■ **提示本文**:
-.-.-
4.おわりに
日本はロボット大国と言われるが、世界の先端ロボット開発は、日本のそれとかなり異なっている。原発の安全神話が福島原発事故により崩壊したのと同様に、ロボット大国という神話も新たな定義付けが必要になっているようだ。
ロボット及び原発との共通点は、基本設計の基はアメリカで、日本はその技術を導入し、発展させたということが挙げられる。産業用ロボットの動作原理は、既に40年以上前から変化しておらず、近年は高度な制御技術を付加することにより機能面で充実している。
アメリカの場合、軍事ロボットとして自律型無人機をシステム構築し、具体的に戦場で実践を重ねている。また、軍事技術のために多大な国家予算がそこへ投入される。日本では、その背景と実践の場がないため、この分野で競おうとしても、所詮無理である。
MOTについてもアメリカの軍事ロボット関連の流れから、例えばMITとiRobotなど、産学の連携による軍事技術の民生化が実践されている。
産業用ロボットのこれからについては、前述EUのロボットプロジェクトのように、人とロボットの協働・共存が望まれるが、その際あらたな安全原則が前提となり、日本ではリスクベース社会になりきっていないため、安全については遅れている。EU、とりわけドイツは現存の安全機器では世界の市場シェアをかなり押さえており、安全規格面でもイギリスと並び世界に発信している。日本の場合、安全規格の発信はこれまで殆どできていない。
-.-.-
■ **検討対象データ**:
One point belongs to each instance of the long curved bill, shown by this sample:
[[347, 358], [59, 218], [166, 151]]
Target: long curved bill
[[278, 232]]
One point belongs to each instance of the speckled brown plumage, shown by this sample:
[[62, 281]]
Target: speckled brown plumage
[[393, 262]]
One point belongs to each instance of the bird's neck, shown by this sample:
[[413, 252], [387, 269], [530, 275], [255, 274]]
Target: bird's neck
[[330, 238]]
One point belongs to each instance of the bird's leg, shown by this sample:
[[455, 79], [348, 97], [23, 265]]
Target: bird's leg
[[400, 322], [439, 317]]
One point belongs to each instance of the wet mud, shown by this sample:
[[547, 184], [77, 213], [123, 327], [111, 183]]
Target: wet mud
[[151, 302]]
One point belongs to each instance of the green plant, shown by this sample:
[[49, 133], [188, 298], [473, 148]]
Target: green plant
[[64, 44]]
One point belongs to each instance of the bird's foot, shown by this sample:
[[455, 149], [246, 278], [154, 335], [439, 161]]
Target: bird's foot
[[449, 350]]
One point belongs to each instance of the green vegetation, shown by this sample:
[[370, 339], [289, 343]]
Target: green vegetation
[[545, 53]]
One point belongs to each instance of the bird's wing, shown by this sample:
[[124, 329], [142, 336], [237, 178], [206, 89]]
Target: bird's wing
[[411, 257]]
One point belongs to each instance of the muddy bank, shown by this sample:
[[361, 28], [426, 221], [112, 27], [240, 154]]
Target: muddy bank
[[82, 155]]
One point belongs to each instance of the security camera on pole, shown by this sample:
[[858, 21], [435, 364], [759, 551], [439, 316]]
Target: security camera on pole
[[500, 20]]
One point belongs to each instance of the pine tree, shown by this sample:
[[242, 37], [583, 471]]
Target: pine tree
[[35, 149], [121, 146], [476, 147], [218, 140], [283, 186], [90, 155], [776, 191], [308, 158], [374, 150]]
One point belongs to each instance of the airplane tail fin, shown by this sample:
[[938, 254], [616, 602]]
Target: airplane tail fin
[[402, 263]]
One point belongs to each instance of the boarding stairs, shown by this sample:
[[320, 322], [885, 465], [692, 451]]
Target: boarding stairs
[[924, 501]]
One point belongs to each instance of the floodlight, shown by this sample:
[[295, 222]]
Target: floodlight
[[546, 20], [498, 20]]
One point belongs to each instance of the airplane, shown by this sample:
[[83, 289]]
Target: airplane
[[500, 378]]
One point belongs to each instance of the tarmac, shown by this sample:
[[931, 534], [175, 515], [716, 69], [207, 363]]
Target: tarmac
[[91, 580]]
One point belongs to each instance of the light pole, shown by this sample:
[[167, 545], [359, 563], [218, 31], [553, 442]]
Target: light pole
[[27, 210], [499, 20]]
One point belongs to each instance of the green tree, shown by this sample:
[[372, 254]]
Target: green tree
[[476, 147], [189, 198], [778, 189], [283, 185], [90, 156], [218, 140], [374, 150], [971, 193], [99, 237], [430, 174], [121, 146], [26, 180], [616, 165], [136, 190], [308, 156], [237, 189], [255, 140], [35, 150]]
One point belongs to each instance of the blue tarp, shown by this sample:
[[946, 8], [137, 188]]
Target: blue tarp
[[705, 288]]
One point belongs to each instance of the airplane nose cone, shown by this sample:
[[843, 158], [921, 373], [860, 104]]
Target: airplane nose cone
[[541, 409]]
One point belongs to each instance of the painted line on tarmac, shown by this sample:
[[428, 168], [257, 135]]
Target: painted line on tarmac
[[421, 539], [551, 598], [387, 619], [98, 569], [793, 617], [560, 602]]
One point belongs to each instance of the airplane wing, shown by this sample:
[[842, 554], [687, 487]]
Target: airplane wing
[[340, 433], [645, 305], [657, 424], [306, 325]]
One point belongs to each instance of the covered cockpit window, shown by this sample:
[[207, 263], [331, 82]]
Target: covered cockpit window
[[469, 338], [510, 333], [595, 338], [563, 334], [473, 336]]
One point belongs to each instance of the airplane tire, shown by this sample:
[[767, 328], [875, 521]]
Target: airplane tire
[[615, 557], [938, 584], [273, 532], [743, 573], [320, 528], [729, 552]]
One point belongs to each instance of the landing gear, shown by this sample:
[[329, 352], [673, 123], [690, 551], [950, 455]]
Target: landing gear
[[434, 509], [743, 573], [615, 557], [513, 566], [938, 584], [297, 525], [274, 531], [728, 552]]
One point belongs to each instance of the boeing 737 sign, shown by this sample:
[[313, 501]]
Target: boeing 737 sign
-.-.-
■ **課題 1**:
提示本文によれば、産業用ロボットの動作原理はどのくらい前から変化していないとされていますか。
■ **課題 2**:
提示本文の「ロボット及び原発との共通点は」から「うとしても、所詮無理である。」までを、一字一句違えずに書き写してください。

■ **解答 1**:
既に40年以上前から変化していないとされています。

■ **解答 2**:
ロボット及び原発との共通点は、基本設計の基はアメリカで、日本はその技術を導入し、発展させたということが挙げられる。産業用ロボットの動作原理は、既に40年以上前から変化しておらず、近年は高度な制御技術を付加することにより機能面で充実している。
アメリカの場合、軍事ロボットとして自律型無人機をシステム構築し、具体的に戦場で実践を重ねている。また、軍事技術のために多大な国家予算がそこへ投入される。日本では、その背景と実践の場がないため、この分野で競おうとしても、所詮無理である。